_Exercise details_
In the excerpt on the town ordinances, copy the text between "By the time" and "had become passé.", inclusive, substituting "complaints" for "protests".

No trellises except in the backyard.
Hedges shall be kept trimmed at chest height.
It is strictly forbidden to throw offal into the castle moat.

Hangings shall be restricted to the first Saturday of the month.

By the time she woke up, protests against all of the above ordinances had subsided. The town was cleaner, the hedges uniformly prim and public hangings had become passé.

What a drag.

In my house we drew inspiration from Cinderella at the height of the pandemic – at least that’s what we thought it was at the time. It was December 2020 in Bavaria and strict regulations on socializing were in effect. If the seven-day running average of virus cases per 100,000 population was above 50, a curfew of 9:00 pm kicked in.

Our next-door neighbor, Akshay, was part of our pod. He came over regularly to alternately watch Netflix and DVDs, our sole source of entertainment for months. Parked on the couch, we would laugh, mindlessly stuff ourselves with potato chips peanut flips, and just as we got into the flow of Hollywood’s latest blockbuster – just as it happened to Cinderella at the royal ball – the clock would strike the hour of reckoning.

OK, it was just the timer on my smartphone, but you get the picture.

This tiny beep-beep-beep struck panic in our hearts.

_Records provided_
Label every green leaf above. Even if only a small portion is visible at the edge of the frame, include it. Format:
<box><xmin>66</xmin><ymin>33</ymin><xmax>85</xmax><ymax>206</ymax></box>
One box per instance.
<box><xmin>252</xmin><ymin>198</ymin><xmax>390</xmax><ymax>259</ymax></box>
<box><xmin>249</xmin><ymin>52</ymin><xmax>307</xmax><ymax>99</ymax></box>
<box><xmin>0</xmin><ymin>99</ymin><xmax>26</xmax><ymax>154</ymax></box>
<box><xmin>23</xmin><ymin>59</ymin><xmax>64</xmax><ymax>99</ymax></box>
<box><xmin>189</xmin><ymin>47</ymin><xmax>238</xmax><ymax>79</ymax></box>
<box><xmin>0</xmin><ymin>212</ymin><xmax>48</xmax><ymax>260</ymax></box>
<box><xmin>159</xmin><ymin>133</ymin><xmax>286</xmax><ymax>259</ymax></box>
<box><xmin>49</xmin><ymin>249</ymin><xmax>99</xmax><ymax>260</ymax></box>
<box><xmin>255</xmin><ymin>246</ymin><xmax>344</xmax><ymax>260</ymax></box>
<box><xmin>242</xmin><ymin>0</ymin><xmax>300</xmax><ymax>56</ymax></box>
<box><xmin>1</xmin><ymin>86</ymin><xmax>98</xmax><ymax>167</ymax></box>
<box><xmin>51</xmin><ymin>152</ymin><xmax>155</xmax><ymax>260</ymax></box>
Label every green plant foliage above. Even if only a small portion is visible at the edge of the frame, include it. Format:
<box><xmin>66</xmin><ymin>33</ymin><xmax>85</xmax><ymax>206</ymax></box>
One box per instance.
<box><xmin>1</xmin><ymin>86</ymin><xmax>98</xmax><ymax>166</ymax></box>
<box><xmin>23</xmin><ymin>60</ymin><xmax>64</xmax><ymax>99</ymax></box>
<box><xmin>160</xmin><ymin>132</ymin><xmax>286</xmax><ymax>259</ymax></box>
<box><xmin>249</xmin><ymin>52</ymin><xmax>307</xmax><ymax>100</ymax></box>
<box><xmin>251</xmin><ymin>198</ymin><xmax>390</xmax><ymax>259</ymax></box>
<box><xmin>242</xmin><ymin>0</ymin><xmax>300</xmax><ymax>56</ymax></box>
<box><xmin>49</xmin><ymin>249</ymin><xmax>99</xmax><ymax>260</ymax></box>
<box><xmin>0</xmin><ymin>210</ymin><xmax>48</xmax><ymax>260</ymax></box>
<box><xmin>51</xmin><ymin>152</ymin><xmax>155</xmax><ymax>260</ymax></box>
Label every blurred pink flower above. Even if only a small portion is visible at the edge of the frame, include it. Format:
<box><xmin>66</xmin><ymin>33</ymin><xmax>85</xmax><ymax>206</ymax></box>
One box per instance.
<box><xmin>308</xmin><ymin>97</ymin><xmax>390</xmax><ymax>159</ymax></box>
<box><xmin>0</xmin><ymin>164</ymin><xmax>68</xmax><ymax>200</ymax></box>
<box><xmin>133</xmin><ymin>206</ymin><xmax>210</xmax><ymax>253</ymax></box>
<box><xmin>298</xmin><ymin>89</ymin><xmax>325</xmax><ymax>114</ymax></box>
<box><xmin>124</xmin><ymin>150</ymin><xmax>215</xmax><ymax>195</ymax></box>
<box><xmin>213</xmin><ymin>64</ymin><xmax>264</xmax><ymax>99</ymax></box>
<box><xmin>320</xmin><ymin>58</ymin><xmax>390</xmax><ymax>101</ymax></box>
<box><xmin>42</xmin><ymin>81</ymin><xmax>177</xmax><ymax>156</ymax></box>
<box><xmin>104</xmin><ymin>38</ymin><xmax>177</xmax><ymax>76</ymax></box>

_Problem solution_
By the time she woke up, complaints against all of the above ordinances had subsided. The town was cleaner, the hedges uniformly prim and public hangings had become passé.